### [Objetivo do exercício]
Prossiga a notícia sobre a jovem saudita Rahaf Mohammed al Qunun a partir da última frase apresentada.

A jovem saudita Rahaf Mohammed al Qunun, que se trancou em quarto de hotel dentro do aeroporto de Bangkok para não ser deportada, recebeu a proteção da agência da ONU para os refugiados, a Acnur, anunciou a polícia de imigração tailandesa. A deportação fora pedida pelo regime saudita, que impõe às mulheres a tutela de uma figura masculina e que só recentemente aboliu a proibição de dirigir.
O caso de Rahaf chamou a atenção do mundo mais uma vez sobre a situação de profunda discriminação sobre as mulheres na ditadura feudal, após ela denunciar pelas redes sociais que temia ser morta pela própria família, e dito ter ficado reclusa “por meses” e submetida a abusos “físicos, emocionais e verbais”. No vídeo que viralizou, ela denunciara que os irmãos, a família “e a embaixada saudita no Kuwait” a estavam esperando e que iriam “matá-la”. E, depois do caso Khashoggi, poucos acharam que a jovem poderia estar exagerando sobre sua denúncia de que poderia ser morta.

### [Dados extraídos]
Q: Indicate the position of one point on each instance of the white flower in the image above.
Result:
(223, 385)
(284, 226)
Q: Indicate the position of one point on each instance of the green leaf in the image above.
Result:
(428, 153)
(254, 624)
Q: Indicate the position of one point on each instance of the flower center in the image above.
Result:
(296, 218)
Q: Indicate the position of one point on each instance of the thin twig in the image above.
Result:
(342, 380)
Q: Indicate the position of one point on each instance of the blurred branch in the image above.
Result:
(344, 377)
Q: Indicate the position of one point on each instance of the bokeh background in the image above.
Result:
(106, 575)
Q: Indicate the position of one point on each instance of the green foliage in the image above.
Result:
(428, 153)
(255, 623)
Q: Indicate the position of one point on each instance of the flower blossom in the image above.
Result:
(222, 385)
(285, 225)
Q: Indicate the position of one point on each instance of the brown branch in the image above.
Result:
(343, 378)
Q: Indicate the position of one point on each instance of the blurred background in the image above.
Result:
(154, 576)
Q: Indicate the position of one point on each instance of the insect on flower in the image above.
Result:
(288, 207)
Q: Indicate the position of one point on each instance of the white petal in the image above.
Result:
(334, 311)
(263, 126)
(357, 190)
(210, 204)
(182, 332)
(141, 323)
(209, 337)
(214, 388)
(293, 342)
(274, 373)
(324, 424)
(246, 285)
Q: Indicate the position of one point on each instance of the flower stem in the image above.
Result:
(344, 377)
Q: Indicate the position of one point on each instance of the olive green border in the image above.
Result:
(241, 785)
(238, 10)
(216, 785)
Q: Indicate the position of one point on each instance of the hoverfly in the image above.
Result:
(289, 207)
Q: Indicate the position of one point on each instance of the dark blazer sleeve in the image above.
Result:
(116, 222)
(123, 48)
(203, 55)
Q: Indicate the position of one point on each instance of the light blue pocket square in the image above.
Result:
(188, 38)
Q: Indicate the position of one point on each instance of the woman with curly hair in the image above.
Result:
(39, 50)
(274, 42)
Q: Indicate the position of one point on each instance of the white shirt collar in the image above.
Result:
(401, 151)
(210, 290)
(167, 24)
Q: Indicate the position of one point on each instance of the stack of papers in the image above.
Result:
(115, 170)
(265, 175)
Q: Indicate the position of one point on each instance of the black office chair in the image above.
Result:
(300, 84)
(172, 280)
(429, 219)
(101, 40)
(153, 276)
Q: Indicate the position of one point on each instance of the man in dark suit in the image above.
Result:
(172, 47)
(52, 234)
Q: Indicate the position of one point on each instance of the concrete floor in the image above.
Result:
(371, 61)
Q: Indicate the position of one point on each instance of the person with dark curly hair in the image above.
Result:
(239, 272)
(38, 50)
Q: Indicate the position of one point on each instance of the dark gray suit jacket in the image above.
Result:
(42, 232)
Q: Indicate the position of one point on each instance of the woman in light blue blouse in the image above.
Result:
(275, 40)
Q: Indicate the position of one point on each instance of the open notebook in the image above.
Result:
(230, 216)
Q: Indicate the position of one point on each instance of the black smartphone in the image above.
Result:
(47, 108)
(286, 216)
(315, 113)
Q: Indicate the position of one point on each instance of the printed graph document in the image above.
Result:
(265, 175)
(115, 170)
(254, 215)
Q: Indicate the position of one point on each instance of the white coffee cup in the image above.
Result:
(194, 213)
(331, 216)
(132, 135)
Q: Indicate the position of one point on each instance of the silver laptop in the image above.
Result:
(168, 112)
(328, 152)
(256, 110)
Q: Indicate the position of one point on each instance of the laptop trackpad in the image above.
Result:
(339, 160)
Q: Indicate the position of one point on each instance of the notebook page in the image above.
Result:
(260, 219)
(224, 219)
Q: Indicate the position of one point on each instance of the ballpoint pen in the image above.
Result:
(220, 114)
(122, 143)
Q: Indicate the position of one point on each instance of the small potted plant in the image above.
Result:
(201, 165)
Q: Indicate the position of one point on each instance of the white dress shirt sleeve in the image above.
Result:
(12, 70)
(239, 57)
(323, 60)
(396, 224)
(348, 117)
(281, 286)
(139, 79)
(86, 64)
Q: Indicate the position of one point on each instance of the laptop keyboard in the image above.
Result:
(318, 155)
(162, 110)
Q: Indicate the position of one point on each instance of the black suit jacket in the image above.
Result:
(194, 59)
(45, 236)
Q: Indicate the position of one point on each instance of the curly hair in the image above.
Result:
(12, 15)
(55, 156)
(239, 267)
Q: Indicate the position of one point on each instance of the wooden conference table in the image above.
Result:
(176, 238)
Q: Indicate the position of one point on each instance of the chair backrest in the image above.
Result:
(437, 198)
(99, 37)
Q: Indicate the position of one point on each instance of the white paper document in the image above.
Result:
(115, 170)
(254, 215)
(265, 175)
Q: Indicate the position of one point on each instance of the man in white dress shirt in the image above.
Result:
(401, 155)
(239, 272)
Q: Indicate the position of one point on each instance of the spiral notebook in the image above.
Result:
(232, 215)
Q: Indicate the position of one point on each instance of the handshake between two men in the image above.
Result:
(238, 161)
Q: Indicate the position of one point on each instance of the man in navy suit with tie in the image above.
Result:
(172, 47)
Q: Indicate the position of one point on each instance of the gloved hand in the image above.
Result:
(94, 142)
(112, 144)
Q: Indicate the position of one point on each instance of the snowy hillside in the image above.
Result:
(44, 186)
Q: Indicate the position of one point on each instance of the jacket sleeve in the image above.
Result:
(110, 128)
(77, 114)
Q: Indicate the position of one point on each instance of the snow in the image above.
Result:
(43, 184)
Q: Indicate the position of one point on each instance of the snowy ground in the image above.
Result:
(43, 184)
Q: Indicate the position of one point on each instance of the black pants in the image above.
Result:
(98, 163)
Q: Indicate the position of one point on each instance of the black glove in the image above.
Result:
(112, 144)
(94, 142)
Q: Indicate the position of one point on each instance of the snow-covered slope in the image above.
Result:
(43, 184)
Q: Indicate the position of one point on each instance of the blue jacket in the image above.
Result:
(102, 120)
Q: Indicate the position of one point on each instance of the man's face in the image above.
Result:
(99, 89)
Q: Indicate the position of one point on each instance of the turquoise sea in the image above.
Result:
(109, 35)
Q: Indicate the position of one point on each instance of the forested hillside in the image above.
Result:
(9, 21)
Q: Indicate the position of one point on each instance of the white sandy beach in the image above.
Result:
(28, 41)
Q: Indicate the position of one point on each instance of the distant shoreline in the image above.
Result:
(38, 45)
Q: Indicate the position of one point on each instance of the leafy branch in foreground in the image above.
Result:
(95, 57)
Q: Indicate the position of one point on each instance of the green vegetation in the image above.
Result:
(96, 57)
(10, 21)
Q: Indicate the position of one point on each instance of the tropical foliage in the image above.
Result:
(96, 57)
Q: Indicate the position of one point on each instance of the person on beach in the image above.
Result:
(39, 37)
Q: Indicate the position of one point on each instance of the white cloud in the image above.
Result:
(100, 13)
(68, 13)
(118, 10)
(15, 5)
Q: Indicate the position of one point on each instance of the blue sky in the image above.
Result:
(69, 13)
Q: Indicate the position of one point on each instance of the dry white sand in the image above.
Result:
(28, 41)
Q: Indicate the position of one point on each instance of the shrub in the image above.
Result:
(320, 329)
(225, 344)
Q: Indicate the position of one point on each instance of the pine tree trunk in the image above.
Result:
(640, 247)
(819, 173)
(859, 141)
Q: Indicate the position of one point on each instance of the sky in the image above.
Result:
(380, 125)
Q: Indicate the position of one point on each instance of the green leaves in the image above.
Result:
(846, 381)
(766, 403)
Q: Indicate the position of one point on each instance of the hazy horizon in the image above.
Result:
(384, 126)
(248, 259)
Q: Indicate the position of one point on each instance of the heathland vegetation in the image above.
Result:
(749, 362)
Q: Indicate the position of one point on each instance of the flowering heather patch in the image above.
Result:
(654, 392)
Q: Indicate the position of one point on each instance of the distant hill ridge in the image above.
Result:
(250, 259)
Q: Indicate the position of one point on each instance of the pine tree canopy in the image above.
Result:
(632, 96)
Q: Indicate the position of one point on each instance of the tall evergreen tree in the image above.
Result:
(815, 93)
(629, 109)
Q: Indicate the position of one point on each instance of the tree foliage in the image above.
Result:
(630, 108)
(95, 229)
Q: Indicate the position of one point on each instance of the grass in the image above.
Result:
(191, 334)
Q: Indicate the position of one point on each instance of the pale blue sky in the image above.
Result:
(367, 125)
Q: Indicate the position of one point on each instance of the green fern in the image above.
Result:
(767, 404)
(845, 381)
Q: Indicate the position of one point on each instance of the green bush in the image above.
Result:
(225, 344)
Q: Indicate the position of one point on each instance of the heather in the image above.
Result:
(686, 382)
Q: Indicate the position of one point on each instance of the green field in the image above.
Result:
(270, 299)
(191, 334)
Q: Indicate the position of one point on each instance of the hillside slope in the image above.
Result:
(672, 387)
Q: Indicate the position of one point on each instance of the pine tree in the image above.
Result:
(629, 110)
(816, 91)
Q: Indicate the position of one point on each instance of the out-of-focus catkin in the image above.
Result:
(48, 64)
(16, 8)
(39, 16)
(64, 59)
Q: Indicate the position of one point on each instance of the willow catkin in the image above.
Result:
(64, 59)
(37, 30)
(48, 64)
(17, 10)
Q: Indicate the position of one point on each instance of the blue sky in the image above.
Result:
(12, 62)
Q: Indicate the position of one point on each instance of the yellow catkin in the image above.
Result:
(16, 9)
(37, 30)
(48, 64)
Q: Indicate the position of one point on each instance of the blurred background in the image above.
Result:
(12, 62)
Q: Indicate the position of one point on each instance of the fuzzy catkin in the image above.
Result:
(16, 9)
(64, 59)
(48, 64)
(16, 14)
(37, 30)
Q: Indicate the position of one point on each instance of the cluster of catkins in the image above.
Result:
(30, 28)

### [Problema resolvido]
De acordo com o estatuto da tutela, as mulheres sauditas dependem da permissão de um parente do sexo masculino para viajar, obter um passaporte, casar e até mesmo deixar um abrigo para vítimas de abuso. A “desobediência” é passível de punição com prisão.
A justificativa é que se trata de um preceito de origem divina, depreendido de um verso do Alcorão: “os homens são os protetores e provedores das mulheres, porque Deus deu a uns mais [força] do que a outros, e porque eles as sustentam com seus recursos”.
Segundo Rahaf , sob o regime saudita ela “não podia estudar nem trabalhar” e fugiu durante uma visita da família ao Kuwait, onde as restrições são menos drásticas. “Quero me libertar, estudar e trabalhar no que quiser”, acrescentou, relatando a cólera do pai após ter compartilhado sua história e fotos nas redes sociais.
A ideia inicial da jovem era pedir asilo à Austrália. Após a proteção da Acnur, Rahaf também recebeu de volta seu passaporte. Segundo o porta-voz tailandês Surachate Hakparn, ela deixou o aeroporto na segunda-feira (7) e deverá receber uma decisão da Acnur sobre seu caso “nos próximos dias”.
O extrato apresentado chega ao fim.